Work task — Return each line of the records holding the string "chair".

Saved entries
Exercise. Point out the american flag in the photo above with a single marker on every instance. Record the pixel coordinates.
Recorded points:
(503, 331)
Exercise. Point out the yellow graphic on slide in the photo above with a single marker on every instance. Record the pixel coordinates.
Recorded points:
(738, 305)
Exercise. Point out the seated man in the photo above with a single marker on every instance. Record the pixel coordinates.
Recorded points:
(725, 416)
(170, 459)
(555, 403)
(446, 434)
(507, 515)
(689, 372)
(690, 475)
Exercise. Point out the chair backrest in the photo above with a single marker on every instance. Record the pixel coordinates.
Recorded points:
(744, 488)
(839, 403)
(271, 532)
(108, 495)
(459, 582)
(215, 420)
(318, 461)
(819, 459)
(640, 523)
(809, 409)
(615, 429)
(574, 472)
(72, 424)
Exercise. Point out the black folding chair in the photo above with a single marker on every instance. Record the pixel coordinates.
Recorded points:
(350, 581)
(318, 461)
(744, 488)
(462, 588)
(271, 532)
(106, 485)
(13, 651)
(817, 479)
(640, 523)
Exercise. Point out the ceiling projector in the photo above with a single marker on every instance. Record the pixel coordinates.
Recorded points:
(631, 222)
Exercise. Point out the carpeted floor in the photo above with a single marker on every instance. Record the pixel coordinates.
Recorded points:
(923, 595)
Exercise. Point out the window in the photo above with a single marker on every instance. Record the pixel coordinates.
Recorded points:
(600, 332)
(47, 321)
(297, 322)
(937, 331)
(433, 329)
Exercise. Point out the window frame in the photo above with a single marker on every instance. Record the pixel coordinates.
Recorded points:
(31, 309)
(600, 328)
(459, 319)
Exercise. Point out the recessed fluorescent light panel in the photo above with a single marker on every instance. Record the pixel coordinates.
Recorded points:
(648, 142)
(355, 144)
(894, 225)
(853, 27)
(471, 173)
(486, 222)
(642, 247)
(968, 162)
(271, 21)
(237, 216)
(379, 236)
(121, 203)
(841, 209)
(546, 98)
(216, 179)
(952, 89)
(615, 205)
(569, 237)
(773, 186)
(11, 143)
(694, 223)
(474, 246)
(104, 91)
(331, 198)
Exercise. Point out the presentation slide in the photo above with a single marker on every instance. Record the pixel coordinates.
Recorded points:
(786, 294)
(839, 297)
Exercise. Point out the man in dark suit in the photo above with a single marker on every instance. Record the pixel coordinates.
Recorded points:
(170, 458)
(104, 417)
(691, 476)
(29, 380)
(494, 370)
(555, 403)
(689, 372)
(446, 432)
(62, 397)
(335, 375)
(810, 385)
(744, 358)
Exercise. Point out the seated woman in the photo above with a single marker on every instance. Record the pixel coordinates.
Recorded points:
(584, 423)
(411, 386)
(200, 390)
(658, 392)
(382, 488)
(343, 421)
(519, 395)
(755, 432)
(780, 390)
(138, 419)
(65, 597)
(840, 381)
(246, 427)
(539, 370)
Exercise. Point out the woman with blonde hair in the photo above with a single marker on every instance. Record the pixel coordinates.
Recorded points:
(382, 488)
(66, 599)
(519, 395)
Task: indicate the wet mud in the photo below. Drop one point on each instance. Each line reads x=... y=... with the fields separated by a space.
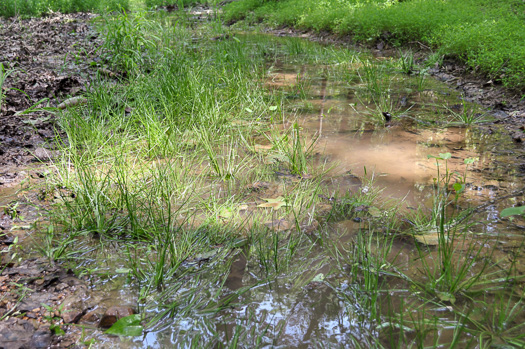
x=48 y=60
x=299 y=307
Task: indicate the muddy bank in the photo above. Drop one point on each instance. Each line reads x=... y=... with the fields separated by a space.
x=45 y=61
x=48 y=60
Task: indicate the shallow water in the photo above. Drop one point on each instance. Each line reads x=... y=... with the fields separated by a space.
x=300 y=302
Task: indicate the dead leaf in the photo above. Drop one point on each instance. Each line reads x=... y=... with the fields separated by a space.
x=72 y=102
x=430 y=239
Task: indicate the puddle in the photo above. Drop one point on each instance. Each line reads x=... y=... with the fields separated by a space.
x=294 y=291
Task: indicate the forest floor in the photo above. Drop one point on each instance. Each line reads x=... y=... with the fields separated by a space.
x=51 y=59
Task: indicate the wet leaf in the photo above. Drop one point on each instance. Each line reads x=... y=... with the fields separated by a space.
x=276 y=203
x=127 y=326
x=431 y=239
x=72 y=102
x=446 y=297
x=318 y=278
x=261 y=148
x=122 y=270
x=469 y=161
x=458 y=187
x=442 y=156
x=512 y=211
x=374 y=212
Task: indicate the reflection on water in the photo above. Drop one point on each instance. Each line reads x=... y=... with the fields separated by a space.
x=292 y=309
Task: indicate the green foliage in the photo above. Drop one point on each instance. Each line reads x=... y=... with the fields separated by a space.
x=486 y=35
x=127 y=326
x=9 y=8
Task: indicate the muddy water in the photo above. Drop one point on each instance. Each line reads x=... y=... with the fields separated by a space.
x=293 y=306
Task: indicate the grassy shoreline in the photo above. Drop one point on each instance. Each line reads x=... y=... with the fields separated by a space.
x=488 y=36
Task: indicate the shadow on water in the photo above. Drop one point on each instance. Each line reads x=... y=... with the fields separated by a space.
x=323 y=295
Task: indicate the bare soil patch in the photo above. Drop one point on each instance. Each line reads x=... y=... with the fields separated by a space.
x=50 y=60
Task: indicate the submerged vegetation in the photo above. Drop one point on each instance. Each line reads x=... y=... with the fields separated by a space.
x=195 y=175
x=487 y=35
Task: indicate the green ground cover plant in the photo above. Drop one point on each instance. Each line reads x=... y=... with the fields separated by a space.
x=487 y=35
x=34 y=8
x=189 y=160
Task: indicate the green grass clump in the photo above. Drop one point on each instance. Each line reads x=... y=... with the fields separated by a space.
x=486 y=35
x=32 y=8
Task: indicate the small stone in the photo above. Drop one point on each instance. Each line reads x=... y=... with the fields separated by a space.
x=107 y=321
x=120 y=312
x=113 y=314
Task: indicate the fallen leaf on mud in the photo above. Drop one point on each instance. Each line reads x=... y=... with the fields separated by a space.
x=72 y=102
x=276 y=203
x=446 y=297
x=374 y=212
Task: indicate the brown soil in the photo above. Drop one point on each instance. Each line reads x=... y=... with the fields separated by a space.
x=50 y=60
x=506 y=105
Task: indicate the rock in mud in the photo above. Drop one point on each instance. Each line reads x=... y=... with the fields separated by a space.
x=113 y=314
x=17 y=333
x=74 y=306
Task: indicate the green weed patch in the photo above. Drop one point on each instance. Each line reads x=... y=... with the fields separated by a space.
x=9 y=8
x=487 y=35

==

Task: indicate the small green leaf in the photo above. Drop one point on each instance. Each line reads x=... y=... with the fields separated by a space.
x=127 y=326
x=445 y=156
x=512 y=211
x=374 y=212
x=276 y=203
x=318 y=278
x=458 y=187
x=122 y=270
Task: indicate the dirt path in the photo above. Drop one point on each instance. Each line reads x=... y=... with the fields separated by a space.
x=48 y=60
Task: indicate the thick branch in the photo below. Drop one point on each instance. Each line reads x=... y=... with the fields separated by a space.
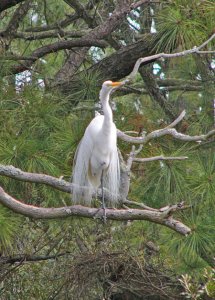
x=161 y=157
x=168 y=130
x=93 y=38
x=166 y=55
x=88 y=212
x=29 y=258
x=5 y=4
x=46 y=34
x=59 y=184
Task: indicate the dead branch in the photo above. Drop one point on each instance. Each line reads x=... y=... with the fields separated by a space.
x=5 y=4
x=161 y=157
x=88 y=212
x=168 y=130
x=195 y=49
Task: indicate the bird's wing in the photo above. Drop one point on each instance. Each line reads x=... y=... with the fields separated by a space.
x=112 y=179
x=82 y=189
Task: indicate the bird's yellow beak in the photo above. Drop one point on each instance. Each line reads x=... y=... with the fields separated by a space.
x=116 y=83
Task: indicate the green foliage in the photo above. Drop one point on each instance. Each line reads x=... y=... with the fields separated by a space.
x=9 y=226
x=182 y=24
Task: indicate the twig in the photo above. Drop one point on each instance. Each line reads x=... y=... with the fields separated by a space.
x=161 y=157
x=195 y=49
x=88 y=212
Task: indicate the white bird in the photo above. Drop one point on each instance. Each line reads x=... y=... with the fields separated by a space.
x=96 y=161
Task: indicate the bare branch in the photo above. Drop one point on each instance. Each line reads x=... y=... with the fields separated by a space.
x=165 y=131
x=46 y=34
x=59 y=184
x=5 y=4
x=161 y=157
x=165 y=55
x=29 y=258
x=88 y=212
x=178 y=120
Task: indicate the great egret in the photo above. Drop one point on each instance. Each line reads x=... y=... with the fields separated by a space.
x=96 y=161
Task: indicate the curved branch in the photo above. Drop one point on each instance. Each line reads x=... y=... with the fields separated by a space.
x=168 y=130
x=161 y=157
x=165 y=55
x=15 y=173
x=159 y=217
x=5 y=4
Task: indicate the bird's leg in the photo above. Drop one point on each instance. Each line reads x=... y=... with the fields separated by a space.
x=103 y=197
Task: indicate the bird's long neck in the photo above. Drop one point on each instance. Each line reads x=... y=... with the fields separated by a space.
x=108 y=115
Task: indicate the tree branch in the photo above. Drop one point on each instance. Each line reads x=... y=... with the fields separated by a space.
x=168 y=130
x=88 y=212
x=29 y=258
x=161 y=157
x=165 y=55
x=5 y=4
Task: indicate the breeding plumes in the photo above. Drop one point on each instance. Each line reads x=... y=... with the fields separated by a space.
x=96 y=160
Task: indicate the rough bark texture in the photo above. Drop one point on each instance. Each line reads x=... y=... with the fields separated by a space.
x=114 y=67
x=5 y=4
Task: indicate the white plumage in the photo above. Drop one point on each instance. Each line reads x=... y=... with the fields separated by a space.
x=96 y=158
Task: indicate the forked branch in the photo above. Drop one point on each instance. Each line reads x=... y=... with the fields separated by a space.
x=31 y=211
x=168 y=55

Answer for this exercise —
Exercise. Point out the chair backrest in the photo above with a single marker on every instance. Record the pixel coordinates.
Exercise. Point out the black folding chair in the photo above with a single marker on every instance. Record the pixel coordinates.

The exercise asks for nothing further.